REQUIRED ACTION:
Continue the text on obesity and mortality, picking up right after its last sentence.

SOURCE EXTRACT:
· · · · · · ·

The fact that obesity is a chronic, systemic disease and a pandemic that claims lives across the world is well known. The World Health Organisation (WHO) describes obesity as "abnormal or excessive fat accumulation that may impair health", and estimates that in 2016, 650 million adults aged 18 years and older were obese. The WHO also indicates that most of the world's population lives in countries where obesity kills more people than malnourishment and being underweight do.
Obesity and mortality, the indirect link
The link between obesity and mortality rates isn't a direct one though, which is why having a high body mass index (BMI) and being obese right now may not seem as alarming to you. A study, published in The Lancet Diabetes & Endocrinology in 2018, shows that high adiposity and obesity are risk factors for all-cause mortality, meaning that instead of being linked to one cause of early death, obesity is linked to many.
Obesity can cause many chronic diseases, like cardiovascular diseases, type 2 diabetes and several types of cancer -- all of which in turn increases the likelihood of death. So, the inverse is also likely to be true: Reduce the risk of obesity and you will have reduced the higher risk of mortality. A new study published in JAMA Open Network on 14 August 2020 establishes this inverse correlation between obesity and mortality and even indicates which age group is best placed to gain benefits from maintaining a better BMI.
Benefits of weight loss in early adulthood
The study, conducted by researchers based out of Boston University's School of Public Health, used data from 24,205 participants from the US National Health and Nutrition Examination Survey between 1999 and 2014. This data was then analysed between February 2019 and April 2020. The weight change history of all participants was taken and assessed between the ages of 25 years and 10 years before the midlife baseline, that is 44 years.

· · · · · · ·

RECORD SET:
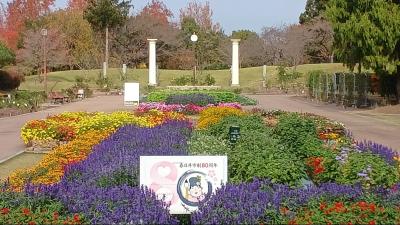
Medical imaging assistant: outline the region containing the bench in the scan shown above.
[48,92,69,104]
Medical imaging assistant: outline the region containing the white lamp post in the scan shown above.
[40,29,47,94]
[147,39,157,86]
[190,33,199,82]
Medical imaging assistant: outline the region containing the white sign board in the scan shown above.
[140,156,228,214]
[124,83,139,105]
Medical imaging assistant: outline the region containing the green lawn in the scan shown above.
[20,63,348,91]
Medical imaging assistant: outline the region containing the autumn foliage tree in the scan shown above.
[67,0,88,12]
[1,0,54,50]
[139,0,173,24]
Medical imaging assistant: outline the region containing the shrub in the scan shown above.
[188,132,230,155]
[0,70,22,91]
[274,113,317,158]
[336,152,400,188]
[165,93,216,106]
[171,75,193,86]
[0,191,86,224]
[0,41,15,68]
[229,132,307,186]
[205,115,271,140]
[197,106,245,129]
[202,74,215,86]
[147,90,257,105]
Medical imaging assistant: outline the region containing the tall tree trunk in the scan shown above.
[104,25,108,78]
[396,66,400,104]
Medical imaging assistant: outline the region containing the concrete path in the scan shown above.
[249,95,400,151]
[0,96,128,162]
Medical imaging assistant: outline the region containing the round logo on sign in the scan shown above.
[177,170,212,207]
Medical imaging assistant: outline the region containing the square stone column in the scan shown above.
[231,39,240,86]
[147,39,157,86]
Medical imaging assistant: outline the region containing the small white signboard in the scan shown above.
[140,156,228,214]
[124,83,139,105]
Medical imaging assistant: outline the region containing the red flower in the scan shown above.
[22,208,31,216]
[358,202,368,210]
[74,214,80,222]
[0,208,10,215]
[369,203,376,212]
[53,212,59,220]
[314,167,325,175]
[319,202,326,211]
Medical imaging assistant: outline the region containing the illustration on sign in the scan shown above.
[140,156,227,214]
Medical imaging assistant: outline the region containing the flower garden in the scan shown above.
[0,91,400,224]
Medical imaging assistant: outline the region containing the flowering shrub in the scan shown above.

· · · · · · ·

ANSWER SPACE:
The researchers found that an estimated 3.2 percent of the deaths could have been avoided if the participants had been able to change their BMI status from obese to overweight before hitting the midlife baseline. Overall, an estimate of 12.4 percent of early deaths may be caused by having "weight in excess of the normal BMI range at any point between early and mid-adulthood." On the other hand - and definitely on the bright side - going from being obese to overweight according to BMI levels between early adulthood and midlife (ages of 25 to 44 years) was analysed to be associated with 54 percent reduction in the risk of mortality. Weight loss after midlife did not seem to have the same effect on mortality risks as per this research.
This study clearly indicates that preventing weight gain and managing methods of weight loss between early adulthood and midlife can not only help you stay fit but can also reduce the risk of early death by more than half. Those are pretty good odds, so if you are overweight or obese and are aged below 44 years (or even 40 years), this could be even more incentive to lose weight, maintain a healthy BMI and live a long and healthy life.